(What you have to do):
Copy out the records that appear below, exactly as each one reads.

[Region pointing data]
* * * * * * *
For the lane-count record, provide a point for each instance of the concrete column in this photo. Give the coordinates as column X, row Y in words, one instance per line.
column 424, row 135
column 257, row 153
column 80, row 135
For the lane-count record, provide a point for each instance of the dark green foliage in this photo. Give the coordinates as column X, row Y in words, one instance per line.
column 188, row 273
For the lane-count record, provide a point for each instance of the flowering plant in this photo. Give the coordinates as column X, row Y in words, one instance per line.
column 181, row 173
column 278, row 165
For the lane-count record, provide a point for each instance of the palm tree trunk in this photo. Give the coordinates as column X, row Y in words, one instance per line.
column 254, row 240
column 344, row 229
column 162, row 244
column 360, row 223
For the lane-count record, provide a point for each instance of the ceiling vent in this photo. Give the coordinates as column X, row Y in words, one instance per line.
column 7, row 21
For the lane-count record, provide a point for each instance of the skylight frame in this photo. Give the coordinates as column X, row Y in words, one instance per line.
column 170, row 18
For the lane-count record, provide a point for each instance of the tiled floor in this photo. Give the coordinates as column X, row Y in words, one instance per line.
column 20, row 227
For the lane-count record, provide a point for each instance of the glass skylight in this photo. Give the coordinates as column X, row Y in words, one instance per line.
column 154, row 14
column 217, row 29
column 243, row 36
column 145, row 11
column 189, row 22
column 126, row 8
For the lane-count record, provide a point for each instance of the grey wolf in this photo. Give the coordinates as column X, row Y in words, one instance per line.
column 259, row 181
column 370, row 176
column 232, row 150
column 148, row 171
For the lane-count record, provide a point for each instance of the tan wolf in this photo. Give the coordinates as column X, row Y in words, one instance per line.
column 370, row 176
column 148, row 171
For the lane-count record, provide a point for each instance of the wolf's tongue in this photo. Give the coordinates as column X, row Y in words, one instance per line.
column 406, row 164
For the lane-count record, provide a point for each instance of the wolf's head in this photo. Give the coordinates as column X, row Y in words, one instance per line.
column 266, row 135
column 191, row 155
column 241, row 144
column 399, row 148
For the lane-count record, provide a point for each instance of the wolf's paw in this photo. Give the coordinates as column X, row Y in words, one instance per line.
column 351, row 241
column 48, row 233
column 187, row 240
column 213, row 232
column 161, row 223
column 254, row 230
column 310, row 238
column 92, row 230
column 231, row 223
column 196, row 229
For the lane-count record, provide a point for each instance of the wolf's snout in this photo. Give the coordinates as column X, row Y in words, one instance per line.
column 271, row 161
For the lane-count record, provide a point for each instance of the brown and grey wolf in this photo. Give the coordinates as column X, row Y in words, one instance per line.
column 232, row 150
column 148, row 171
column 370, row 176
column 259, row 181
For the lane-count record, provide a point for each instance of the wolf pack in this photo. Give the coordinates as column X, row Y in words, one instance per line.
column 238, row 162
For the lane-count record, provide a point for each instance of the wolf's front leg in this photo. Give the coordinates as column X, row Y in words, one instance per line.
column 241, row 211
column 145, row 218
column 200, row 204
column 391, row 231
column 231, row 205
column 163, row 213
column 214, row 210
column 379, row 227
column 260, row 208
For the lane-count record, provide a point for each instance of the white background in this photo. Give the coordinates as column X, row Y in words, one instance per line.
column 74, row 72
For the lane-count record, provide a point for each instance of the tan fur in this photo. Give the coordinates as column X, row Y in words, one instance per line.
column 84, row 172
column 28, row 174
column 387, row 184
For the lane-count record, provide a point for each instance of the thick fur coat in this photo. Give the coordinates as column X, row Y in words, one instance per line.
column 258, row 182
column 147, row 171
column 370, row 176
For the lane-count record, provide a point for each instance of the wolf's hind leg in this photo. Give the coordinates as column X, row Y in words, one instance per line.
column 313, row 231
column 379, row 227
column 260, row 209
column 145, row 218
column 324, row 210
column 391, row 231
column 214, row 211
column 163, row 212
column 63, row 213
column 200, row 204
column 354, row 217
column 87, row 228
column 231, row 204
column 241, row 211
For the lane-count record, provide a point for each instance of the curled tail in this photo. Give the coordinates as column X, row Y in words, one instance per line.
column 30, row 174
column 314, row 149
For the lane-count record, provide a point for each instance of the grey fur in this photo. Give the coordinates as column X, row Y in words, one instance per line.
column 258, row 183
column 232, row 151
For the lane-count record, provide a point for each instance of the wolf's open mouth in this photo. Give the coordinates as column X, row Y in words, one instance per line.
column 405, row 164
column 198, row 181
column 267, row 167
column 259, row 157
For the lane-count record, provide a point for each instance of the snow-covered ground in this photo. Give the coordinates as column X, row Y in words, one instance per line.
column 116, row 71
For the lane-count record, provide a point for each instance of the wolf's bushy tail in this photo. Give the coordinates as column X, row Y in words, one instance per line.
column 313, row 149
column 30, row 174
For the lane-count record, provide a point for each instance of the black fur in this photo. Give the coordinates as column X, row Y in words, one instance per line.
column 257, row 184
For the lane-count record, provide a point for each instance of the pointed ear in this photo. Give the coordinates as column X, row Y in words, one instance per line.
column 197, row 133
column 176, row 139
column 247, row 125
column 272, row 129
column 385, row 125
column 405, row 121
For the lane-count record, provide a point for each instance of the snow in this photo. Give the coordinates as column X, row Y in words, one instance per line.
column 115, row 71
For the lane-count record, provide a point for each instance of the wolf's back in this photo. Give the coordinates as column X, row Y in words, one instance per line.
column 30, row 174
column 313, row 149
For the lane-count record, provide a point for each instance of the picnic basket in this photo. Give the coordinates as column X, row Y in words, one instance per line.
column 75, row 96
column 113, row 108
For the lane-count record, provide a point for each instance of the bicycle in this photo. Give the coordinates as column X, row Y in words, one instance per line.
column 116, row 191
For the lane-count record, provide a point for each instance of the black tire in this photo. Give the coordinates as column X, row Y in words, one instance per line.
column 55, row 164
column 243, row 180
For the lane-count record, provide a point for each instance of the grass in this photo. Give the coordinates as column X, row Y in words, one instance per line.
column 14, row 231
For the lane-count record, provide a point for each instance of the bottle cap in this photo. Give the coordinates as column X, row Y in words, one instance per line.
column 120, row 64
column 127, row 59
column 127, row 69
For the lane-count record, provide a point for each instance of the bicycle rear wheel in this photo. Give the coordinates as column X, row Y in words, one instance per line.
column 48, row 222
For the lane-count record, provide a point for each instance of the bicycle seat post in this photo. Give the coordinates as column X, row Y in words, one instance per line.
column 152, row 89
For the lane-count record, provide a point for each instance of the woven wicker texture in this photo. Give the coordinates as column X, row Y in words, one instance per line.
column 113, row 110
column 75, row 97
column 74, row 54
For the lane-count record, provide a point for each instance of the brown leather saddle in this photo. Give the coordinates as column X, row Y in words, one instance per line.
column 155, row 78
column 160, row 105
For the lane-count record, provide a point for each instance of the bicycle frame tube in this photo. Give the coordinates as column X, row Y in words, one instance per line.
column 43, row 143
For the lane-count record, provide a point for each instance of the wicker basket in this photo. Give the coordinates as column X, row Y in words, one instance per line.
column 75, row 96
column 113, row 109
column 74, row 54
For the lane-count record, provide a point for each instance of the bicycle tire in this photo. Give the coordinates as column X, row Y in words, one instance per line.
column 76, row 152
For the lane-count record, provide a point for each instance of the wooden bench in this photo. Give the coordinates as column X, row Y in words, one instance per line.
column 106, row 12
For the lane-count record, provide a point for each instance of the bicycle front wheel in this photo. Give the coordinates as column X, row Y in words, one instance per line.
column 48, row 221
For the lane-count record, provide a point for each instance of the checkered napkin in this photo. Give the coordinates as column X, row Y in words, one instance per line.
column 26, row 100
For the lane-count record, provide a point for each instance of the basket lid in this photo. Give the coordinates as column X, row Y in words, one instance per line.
* * * * * * *
(The completed task):
For the lane-count record, provide a point for each instance of the concrete column in this photo. Give the coordinates as column X, row Y in words, one instance per line.
column 424, row 135
column 257, row 153
column 80, row 135
For the lane-count record, provide a point for each instance of the dark green foliage in this photo. Give the coordinates as column X, row Y in words, one instance per line.
column 188, row 273
For the lane-count record, provide a point for each instance of the flowering plant in this photo. Give the coordinates as column X, row Y in words, one instance per line.
column 181, row 173
column 278, row 165
For the lane-count record, provide a point for each instance of the palm tree trunk in this photo. Give the coordinates as column X, row Y in words, one instance per line.
column 254, row 240
column 344, row 229
column 162, row 244
column 360, row 223
For the lane-count record, provide a point for each instance of the ceiling vent in this photo. Give the coordinates as column X, row Y in words, one instance per line.
column 7, row 21
For the lane-count record, provide a point for each instance of the skylight frame in this photo. Give the coordinates as column X, row Y in words, one instance per line.
column 170, row 18
For the lane-count record, provide a point for each instance of the tiled floor in this photo. Give the coordinates as column X, row Y in words, one instance per line.
column 20, row 227
For the lane-count record, provide a point for each instance of the glass skylight in this photo. Give the coordinates as column X, row Y in words, one instance per line.
column 154, row 14
column 217, row 29
column 243, row 36
column 145, row 11
column 189, row 22
column 126, row 8
For the lane-count record, provide a point for each instance of the grey wolf in this photo. Give the coordinates as column X, row Y in words, one instance per line.
column 259, row 181
column 370, row 176
column 232, row 150
column 148, row 171
For the lane-count record, provide a point for each instance of the tan wolf in this photo. Give the coordinates as column X, row Y in words, one instance per line.
column 370, row 176
column 148, row 171
For the lane-count record, provide a point for each instance of the wolf's tongue in this photo. Give the coordinates as column X, row Y in words, one instance per line.
column 406, row 164
For the lane-count record, provide a point for each instance of the wolf's head in this photo. Give the coordinates as column X, row Y in words, one instance per line.
column 266, row 135
column 191, row 155
column 241, row 144
column 399, row 148
For the lane-count record, provide a point for each instance of the wolf's paw in this photo. Give the coordinates as column X, row Y in words, one instance per line.
column 351, row 241
column 48, row 233
column 187, row 240
column 213, row 232
column 161, row 223
column 254, row 230
column 310, row 238
column 92, row 230
column 231, row 223
column 196, row 229
For the lane-count record, provide a point for each instance of the wolf's snout in this photo. Give the coordinates as column X, row Y in words, one instance per line.
column 271, row 161
For the lane-count record, provide a point for each instance of the brown and grey wolf in this photo. Give the coordinates as column X, row Y in words, one instance per line.
column 232, row 150
column 148, row 171
column 370, row 176
column 259, row 181
For the lane-count record, provide a point for each instance of the wolf pack in this photo. Give the coordinates as column X, row Y in words, one instance per line.
column 238, row 162
For the lane-count record, provide a point for each instance of the wolf's front leg in this photo. Give the coordinates as column X, row Y in words, one instance per line.
column 241, row 211
column 145, row 218
column 200, row 204
column 391, row 231
column 231, row 205
column 163, row 213
column 214, row 210
column 379, row 227
column 260, row 208
For the lane-count record, provide a point for each instance of the white background in this photo. Give the coordinates as column X, row Y in words, one instance per line.
column 74, row 72
For the lane-count record, provide a point for each instance of the tan fur in this photo. Give the coordinates as column X, row Y in words, one instance per line.
column 84, row 172
column 28, row 174
column 387, row 184
For the lane-count record, provide a point for each instance of the thick fur coat in this photo. Give the coordinates as column X, row Y in words, one instance per line.
column 258, row 182
column 147, row 171
column 370, row 176
For the lane-count record, provide a point for each instance of the wolf's hind leg in this photo. Give the coordinates as column X, row Y in words, one instance per line.
column 313, row 231
column 379, row 227
column 260, row 209
column 145, row 218
column 324, row 210
column 391, row 231
column 214, row 211
column 163, row 212
column 63, row 213
column 200, row 204
column 354, row 217
column 87, row 228
column 231, row 204
column 241, row 211
For the lane-count record, provide a point for each instance of the curled tail in this photo. Give the coordinates as column X, row Y in words, one instance per line.
column 30, row 174
column 314, row 149
For the lane-count record, provide a point for each instance of the grey fur in this photo. Give the coordinates as column X, row Y in words, one instance per line.
column 258, row 183
column 232, row 151
For the lane-count record, provide a point for each instance of the wolf's open mouth in this photo. Give the coordinates as column X, row Y in words, one instance per line.
column 405, row 164
column 198, row 181
column 267, row 167
column 259, row 157
For the lane-count record, provide a point for each instance of the snow-covered ground in this photo. Give the coordinates as column X, row Y in words, one instance per line.
column 116, row 71
For the lane-count record, provide a point for each instance of the wolf's bushy tail in this photo. Give the coordinates as column X, row Y in words, one instance per line.
column 313, row 149
column 30, row 174
For the lane-count record, provide a point for each instance of the black fur in this photo. Give the coordinates as column X, row Y in words, one instance per line.
column 257, row 184
For the lane-count record, provide a point for each instance of the pointed ear in this photo. Give the coordinates as column X, row Y in words, one instance per line.
column 197, row 133
column 176, row 139
column 247, row 125
column 272, row 129
column 385, row 125
column 405, row 121
For the lane-count record, provide a point for each instance of the snow in this photo. Give the coordinates as column X, row Y in words, one instance per line.
column 115, row 71
For the lane-count record, provide a point for each instance of the wolf's back in this photo. Give the coordinates as column X, row Y in words, one instance per line.
column 30, row 174
column 313, row 149
For the lane-count record, provide a point for each instance of the picnic basket in this photo. Give the coordinates as column X, row Y in words, one instance per line.
column 75, row 96
column 113, row 108
For the lane-count record, provide a point for each instance of the bicycle in this photo. Give the coordinates as column X, row Y in words, one instance per line.
column 116, row 191
For the lane-count record, provide a point for each instance of the black tire in this photo. Give the coordinates as column X, row Y in words, one instance per line.
column 55, row 164
column 243, row 180
For the lane-count record, provide a point for each instance of the grass in this photo. Give the coordinates as column X, row Y in words, one instance per line.
column 14, row 231
For the lane-count record, provide a point for each instance of the bottle cap in this photo. Give the coordinates as column X, row Y in words, one instance per line.
column 120, row 64
column 127, row 59
column 127, row 69
For the lane-count record, provide a point for each instance of the bicycle rear wheel in this photo. Give the coordinates as column X, row Y in words, one instance per line.
column 48, row 222
For the lane-count record, provide a point for each instance of the bicycle seat post in this photo. Give the coordinates as column X, row Y in words, one instance per line.
column 152, row 89
For the lane-count record, provide a point for each instance of the woven wicker texture in this photo. Give the coordinates as column X, row Y in words, one instance per line.
column 113, row 110
column 75, row 97
column 74, row 54
For the lane-count record, provide a point for each instance of the brown leather saddle in this photo. Give the coordinates as column X, row Y in words, one instance per line.
column 155, row 78
column 160, row 105
For the lane-count record, provide a point for each instance of the bicycle frame tube in this photo. Give the coordinates as column X, row Y in words, one instance per line.
column 43, row 143
For the lane-count record, provide a point for each instance of the wicker basket in this photo. Give the coordinates as column X, row Y in words, one instance per line.
column 75, row 96
column 113, row 109
column 74, row 54
For the lane-count record, provide a point for each instance of the bicycle tire in this photo. Give the coordinates as column X, row Y in words, one instance per line.
column 76, row 152
For the lane-count record, provide a point for each instance of the wooden bench in this photo. Give the coordinates as column X, row Y in words, one instance per line.
column 106, row 12
For the lane-count record, provide a point for each instance of the bicycle front wheel in this photo. Give the coordinates as column X, row Y in words, one instance per line.
column 48, row 221
For the lane-count record, provide a point for each instance of the checkered napkin in this photo. Give the coordinates as column X, row Y in words, one instance per line.
column 26, row 100
For the lane-count record, provide a point for each instance of the basket lid in this photo. Give the coordinates as column X, row Y in words, one instance per line.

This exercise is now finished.